## Start

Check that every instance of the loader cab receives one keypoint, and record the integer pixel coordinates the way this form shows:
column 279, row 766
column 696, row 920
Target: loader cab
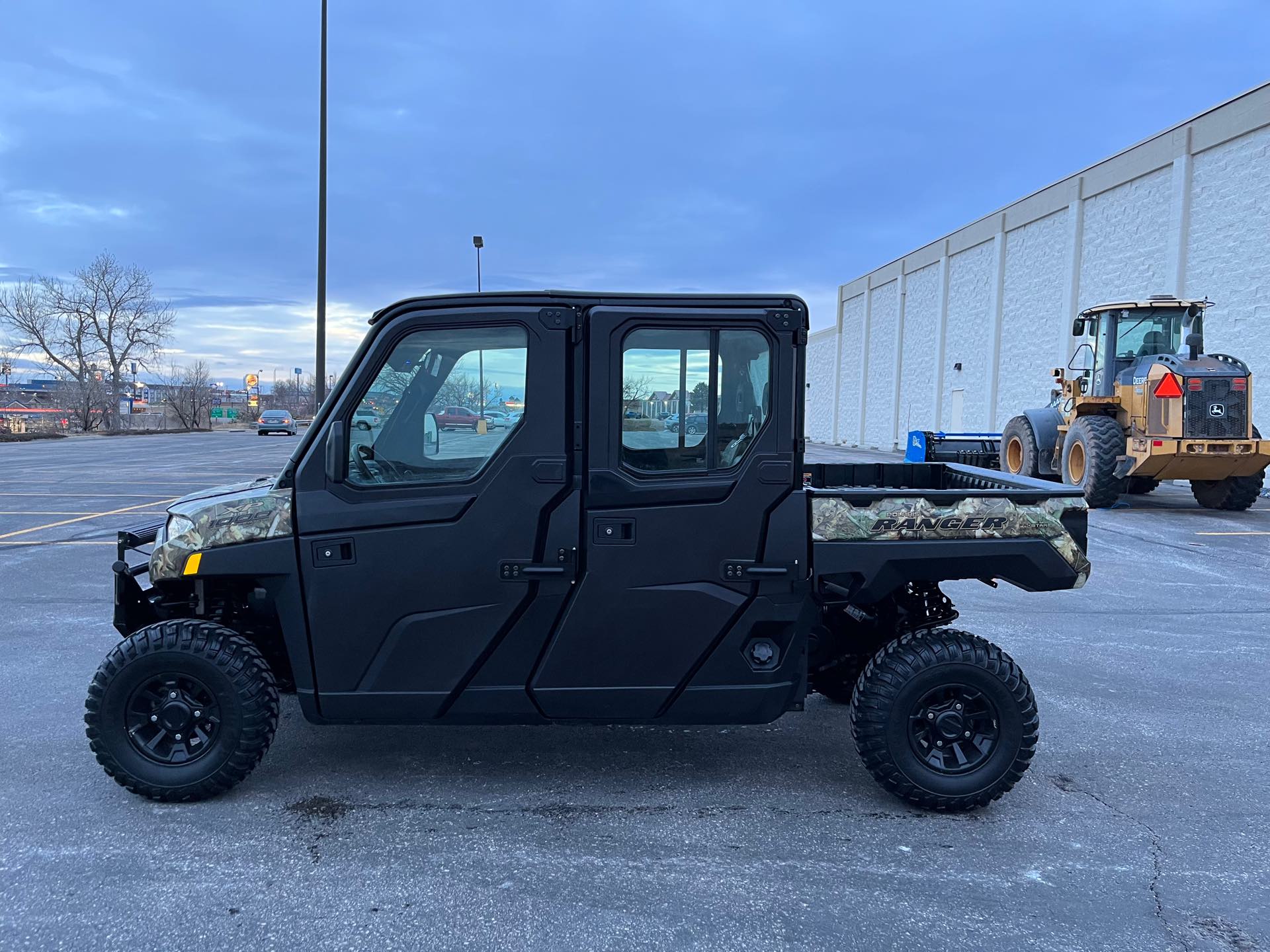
column 1119, row 335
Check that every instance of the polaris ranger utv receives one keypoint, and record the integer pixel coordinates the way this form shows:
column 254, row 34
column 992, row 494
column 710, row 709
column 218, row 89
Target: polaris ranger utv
column 583, row 565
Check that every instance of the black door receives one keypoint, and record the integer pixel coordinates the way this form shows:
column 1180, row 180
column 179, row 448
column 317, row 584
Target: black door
column 422, row 551
column 695, row 539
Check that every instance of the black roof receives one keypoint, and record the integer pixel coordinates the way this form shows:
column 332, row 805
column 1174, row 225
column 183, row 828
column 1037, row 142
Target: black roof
column 589, row 299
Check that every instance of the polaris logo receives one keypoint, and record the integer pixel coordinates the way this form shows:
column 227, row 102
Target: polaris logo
column 947, row 522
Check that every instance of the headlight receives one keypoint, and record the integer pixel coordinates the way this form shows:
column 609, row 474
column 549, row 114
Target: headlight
column 181, row 530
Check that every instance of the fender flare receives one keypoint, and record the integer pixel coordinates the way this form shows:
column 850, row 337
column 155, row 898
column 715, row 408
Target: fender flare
column 1046, row 422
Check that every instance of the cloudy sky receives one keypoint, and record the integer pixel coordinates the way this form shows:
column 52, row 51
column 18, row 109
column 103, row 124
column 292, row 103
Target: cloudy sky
column 601, row 143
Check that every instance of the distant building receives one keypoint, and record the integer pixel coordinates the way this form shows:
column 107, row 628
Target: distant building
column 962, row 334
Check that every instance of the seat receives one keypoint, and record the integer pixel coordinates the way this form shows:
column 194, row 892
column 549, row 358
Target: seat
column 1155, row 342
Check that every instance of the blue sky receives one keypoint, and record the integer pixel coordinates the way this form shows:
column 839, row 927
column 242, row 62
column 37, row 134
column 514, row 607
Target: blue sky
column 607, row 145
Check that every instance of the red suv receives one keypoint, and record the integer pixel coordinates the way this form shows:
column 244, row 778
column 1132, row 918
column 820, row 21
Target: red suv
column 458, row 418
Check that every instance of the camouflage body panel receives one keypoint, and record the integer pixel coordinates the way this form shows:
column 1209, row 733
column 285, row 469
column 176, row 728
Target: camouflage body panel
column 228, row 516
column 835, row 520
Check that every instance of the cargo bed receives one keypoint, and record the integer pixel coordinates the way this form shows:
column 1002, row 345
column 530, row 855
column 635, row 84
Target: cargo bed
column 879, row 526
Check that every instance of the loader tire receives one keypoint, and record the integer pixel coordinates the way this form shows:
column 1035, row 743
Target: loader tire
column 1141, row 485
column 1090, row 459
column 181, row 710
column 1019, row 450
column 1234, row 493
column 945, row 720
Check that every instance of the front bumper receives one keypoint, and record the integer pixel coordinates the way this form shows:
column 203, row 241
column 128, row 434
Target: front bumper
column 132, row 606
column 1159, row 459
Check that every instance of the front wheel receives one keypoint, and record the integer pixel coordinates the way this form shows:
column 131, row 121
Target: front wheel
column 181, row 710
column 1019, row 450
column 945, row 720
column 1091, row 452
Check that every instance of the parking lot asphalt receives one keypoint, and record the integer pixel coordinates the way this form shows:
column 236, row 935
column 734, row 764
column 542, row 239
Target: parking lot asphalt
column 1141, row 825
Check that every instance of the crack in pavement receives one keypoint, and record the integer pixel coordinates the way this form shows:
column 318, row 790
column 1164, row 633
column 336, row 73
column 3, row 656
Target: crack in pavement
column 1158, row 852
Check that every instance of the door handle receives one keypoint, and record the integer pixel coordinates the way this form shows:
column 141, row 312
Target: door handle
column 741, row 569
column 525, row 571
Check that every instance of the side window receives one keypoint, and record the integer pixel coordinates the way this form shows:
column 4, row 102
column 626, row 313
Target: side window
column 423, row 418
column 693, row 400
column 745, row 391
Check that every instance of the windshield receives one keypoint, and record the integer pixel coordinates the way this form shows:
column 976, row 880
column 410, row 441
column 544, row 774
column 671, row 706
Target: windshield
column 1158, row 332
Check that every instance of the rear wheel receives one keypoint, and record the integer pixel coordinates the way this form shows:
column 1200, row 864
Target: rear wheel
column 1090, row 457
column 1019, row 448
column 182, row 710
column 945, row 719
column 1234, row 493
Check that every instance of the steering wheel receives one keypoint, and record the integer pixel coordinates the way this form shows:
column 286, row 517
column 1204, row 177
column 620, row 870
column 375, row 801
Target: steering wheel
column 366, row 454
column 736, row 447
column 360, row 460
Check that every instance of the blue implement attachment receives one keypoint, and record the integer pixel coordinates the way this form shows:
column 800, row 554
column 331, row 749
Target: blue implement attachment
column 981, row 450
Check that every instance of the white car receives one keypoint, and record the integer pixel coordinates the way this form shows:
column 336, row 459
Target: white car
column 365, row 419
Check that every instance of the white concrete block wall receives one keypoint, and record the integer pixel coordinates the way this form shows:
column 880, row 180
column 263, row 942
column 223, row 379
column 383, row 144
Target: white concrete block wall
column 1032, row 307
column 850, row 370
column 921, row 337
column 969, row 335
column 1123, row 257
column 880, row 399
column 822, row 353
column 1185, row 212
column 1228, row 255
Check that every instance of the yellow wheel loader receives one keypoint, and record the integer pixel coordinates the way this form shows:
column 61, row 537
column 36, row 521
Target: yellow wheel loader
column 1141, row 403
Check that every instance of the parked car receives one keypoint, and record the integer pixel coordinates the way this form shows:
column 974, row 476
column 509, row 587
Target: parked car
column 276, row 422
column 458, row 418
column 365, row 419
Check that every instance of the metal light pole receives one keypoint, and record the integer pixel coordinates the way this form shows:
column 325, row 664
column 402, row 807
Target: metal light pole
column 479, row 243
column 320, row 376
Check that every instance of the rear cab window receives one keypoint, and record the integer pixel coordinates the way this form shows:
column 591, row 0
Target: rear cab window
column 693, row 400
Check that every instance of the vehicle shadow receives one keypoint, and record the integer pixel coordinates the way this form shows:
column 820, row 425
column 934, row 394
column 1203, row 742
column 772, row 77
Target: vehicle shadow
column 810, row 756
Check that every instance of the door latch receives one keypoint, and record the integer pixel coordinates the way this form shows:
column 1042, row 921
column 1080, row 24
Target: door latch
column 526, row 571
column 749, row 571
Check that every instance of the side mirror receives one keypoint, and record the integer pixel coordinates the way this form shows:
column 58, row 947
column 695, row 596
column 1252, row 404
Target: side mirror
column 337, row 452
column 431, row 436
column 1085, row 357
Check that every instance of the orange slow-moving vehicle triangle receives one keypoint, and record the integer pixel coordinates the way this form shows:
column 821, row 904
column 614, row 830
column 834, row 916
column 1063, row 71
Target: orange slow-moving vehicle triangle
column 1167, row 386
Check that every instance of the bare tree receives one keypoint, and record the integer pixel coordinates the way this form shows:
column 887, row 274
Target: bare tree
column 95, row 324
column 635, row 391
column 190, row 394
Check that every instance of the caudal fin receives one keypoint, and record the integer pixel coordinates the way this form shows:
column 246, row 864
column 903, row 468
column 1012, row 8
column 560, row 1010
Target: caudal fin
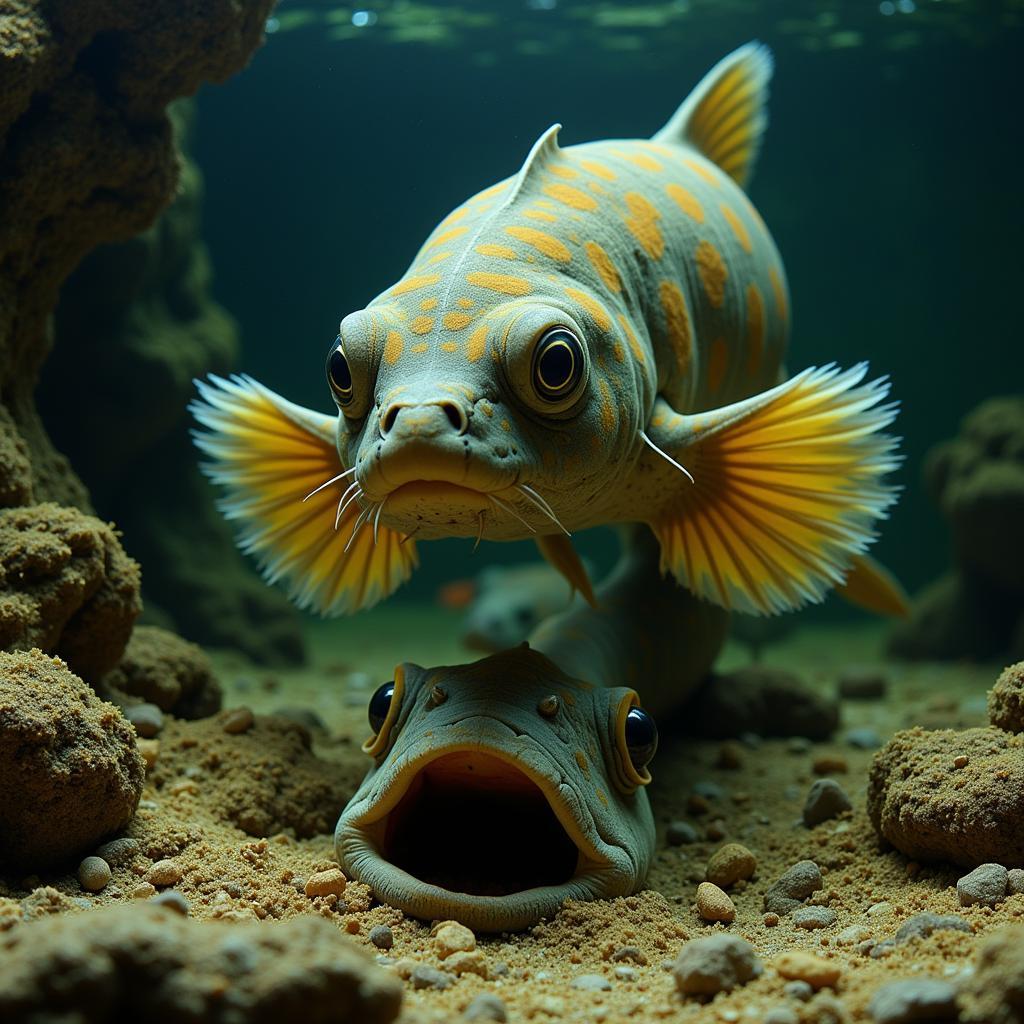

## End

## [The task]
Turn all of the items above into a single numbered list with one entry per line and no blank lines. Leave the pictures out.

## [Exercise response]
1. Check that every instance of the loader cab receives one keypoint, and record the integer pixel coordinates the way this form shows:
2. column 279, row 766
3. column 696, row 920
4. Target: loader cab
5. column 1119, row 335
6. Check that every instance of the polaris ranger utv receives one keypoint, and record the integer pixel coordinates the way this form shows:
7. column 254, row 34
8. column 992, row 494
9. column 710, row 709
10. column 218, row 89
11. Target: polaris ranger utv
12. column 583, row 565
13. Check that every instance of the black door receives one keypoint, and record the integer pixel coordinates the way this form shows:
14. column 1180, row 180
15. column 179, row 448
16. column 317, row 584
17. Target: black door
18. column 422, row 551
19. column 695, row 539
20. Check that every instance of the black roof receives one keypoint, and record the integer pixel coordinates the way this form shows:
21. column 332, row 805
22. column 1174, row 225
23. column 183, row 828
24. column 1037, row 142
25. Target: black roof
26. column 589, row 299
27. Check that every instance of the polaris logo receives one keypoint, and record the integer pixel coordinates the way this form shows:
28. column 227, row 102
29. Target: polaris logo
30. column 947, row 522
31. Check that every instance of the headlight receives one keypoint, and record the integer pixel coordinates the way this form shows:
32. column 609, row 474
33. column 549, row 114
34. Target: headlight
35. column 181, row 530
36. Check that every instance of the fender flare receives one keypoint, and record the integer pixel coordinates the way this form shows:
37. column 850, row 337
38. column 155, row 898
39. column 715, row 408
40. Target: fender flare
41. column 1046, row 422
42. Check that every instance of the cloudy sky receives one keypoint, and record the integer pixel coordinates the way this form shows:
43. column 52, row 51
44. column 18, row 109
45. column 103, row 124
46. column 292, row 103
47. Target: cloudy sky
48. column 601, row 143
49. Check that every instance of the distant building receives one keypoint, and record the integer pixel coordinates the way this form shows:
50. column 107, row 628
51. Target: distant building
52. column 962, row 334
53. Check that every instance of the seat receives one keypoint, and record the integer pixel coordinates the way this form shows:
54. column 194, row 892
55. column 549, row 358
56. Target: seat
57. column 1155, row 342
58. Check that every instance of the blue sky receives one keypoint, and record the integer pixel coordinates the way this form shows:
59. column 839, row 927
60. column 242, row 62
61. column 37, row 134
62. column 514, row 607
63. Target: blue sky
64. column 607, row 145
65. Check that every instance of the red suv receives one keypoint, and record the integer pixel coordinates the way this form shows:
66. column 244, row 778
67. column 1132, row 918
68. column 820, row 21
69. Target: red suv
70. column 458, row 418
71. Check that every instance of the camouflage body panel receives one keypoint, and record the integer pixel coordinates the way this form shows:
72. column 1209, row 733
73. column 285, row 469
74. column 176, row 728
75. Target: camouflage body panel
76. column 228, row 516
77. column 835, row 520
78. Check that every instance of the cargo bed receives one keypoint, and record the integer pixel coordinates the way this form shows:
79. column 1002, row 345
80. column 530, row 855
81. column 635, row 84
82. Target: cargo bed
83. column 879, row 526
84. Check that every instance of the loader tire receives one keypoint, and record the integer pixel coordinates the way this form shows:
85. column 1035, row 743
86. Target: loader tire
87. column 1141, row 485
88. column 1090, row 459
89. column 181, row 710
90. column 1019, row 450
91. column 1234, row 493
92. column 945, row 720
93. Check that every instance of the front bumper receives one keypoint, and record the integer pixel coordinates the way this form shows:
94. column 203, row 241
95. column 128, row 434
96. Target: front bumper
97. column 132, row 606
98. column 1159, row 459
99. Check that every instance of the front wheel receives one keypoint, and record the integer pixel coordinates the way this form shows:
100. column 131, row 121
101. Target: front wheel
102. column 181, row 710
103. column 1019, row 450
104. column 945, row 720
105. column 1091, row 452
106. Check that every instance of the parking lot asphalt receives one keypoint, and record the integer pixel coordinates the way this form shows:
107. column 236, row 935
108. column 734, row 764
109. column 542, row 239
110. Target: parking lot asphalt
111. column 1141, row 825
112. Check that every instance of the crack in pavement receives one keypoint, and record the integer pixel coordinates the way this form shows:
113. column 318, row 790
114. column 1164, row 633
115. column 336, row 73
116. column 3, row 656
117. Target: crack in pavement
118. column 1158, row 852
119. Check that every instance of the door handle receives one keypoint, and record the integer pixel coordinates the way this form shows:
120. column 141, row 312
121. Target: door handle
122. column 741, row 569
123. column 525, row 571
124. Check that every instance of the side window receives one keypoint, and record the integer pixel coordinates the way this form shows:
125. column 4, row 102
126. column 626, row 313
127. Target: side window
128. column 423, row 418
129. column 693, row 400
130. column 745, row 391
131. Check that every instance of the windshield receives one keypoint, and record the integer pixel coordinates the way this form shows:
132. column 976, row 880
133. column 410, row 441
134. column 544, row 774
135. column 671, row 706
136. Target: windshield
137. column 1158, row 332
138. Check that every instance of the rear wheel receives one keypoint, and record the integer pixel coordinates the way this form shows:
139. column 1200, row 864
140. Target: rear wheel
141. column 1090, row 457
142. column 1019, row 448
143. column 182, row 710
144. column 945, row 719
145. column 1234, row 493
146. Check that every instance of the steering wheel receives one keypoint, and record the integer pixel coordinates the way this form shows:
147. column 286, row 517
148. column 1204, row 177
149. column 620, row 870
150. column 375, row 801
151. Target: steering wheel
152. column 366, row 454
153. column 736, row 447
154. column 360, row 460
155. Check that every instance of the blue implement attachment receives one keypoint, and record the integer pixel coordinates the way this form shows:
156. column 800, row 554
157. column 331, row 749
158. Target: blue implement attachment
159. column 981, row 450
160. Check that every instance of the white car receives one keypoint, and record the integer pixel coordinates the way this form shows:
161. column 336, row 459
162. Target: white car
163. column 365, row 419
164. Check that every instance of the white concrete block wall receives one keypoint, and record the integer pixel coordinates the way this form shows:
165. column 880, row 180
166. column 263, row 942
167. column 223, row 379
168. column 383, row 144
169. Target: white concrete block wall
170. column 1032, row 307
171. column 850, row 370
172. column 921, row 337
173. column 969, row 335
174. column 1123, row 257
175. column 880, row 399
176. column 822, row 353
177. column 1185, row 212
178. column 1228, row 255
179. Check that every instance of the yellow wheel loader receives one keypoint, and record the integer pixel coordinates the way this form shows:
180. column 61, row 537
181. column 36, row 521
182. Target: yellow wheel loader
183. column 1141, row 403
184. Check that every instance of the parked car receives one keypoint, and record the integer pixel coordinates the way this form shows:
185. column 974, row 476
186. column 509, row 587
187. Target: parked car
188. column 276, row 422
189. column 458, row 418
190. column 365, row 419
191. Check that every instance of the metal light pole receives one keypoint, and record the integer pixel coordinates the way this form shows:
192. column 325, row 664
193. column 402, row 807
194. Target: metal light pole
195. column 479, row 243
196. column 320, row 376
197. Check that every instance of the rear cab window receives one keypoint, and record the integer pixel coordinates the way this form shows:
198. column 591, row 0
199. Target: rear cab window
200. column 693, row 400
201. Check that every instance of the vehicle shadow receives one keypoint, and record the integer pixel coordinates the way this form shows:
202. column 820, row 425
203. column 934, row 394
204. column 1203, row 742
205. column 772, row 77
206. Target: vehicle shadow
207. column 810, row 756
208. Check that every instance of the door latch receives one keypoint, and record the integer pixel coordinates the way this form shows:
209. column 1042, row 921
210. column 1080, row 24
211. Target: door latch
212. column 526, row 571
213. column 749, row 571
214. Check that every instance of the side mirror receives one keypoint, and record the integer pixel coordinates the way this form shows:
215. column 58, row 947
216. column 695, row 596
217. column 1252, row 404
218. Target: side mirror
219. column 337, row 452
220. column 431, row 436
221. column 1085, row 357
222. Check that every instance of the orange slow-moving vehicle triangle receives one keypoint, and record the integer pixel coordinates the way this form shows:
223. column 821, row 904
224. column 614, row 830
225. column 834, row 916
226. column 1063, row 71
227. Target: orange slow-moving vehicle triangle
228. column 1167, row 386
229. Check that every instance of the bare tree receives one keypoint, and record the integer pixel coordinates the way this form shows:
230. column 887, row 274
231. Target: bare tree
232. column 95, row 324
233. column 635, row 391
234. column 190, row 394
235. Check that every instance of the caudal fin receives one keypoint, and record the integer pixel coordinates the way this form shows:
236. column 246, row 864
237. column 903, row 468
238. column 1012, row 8
239. column 560, row 1010
240. Target: caudal fin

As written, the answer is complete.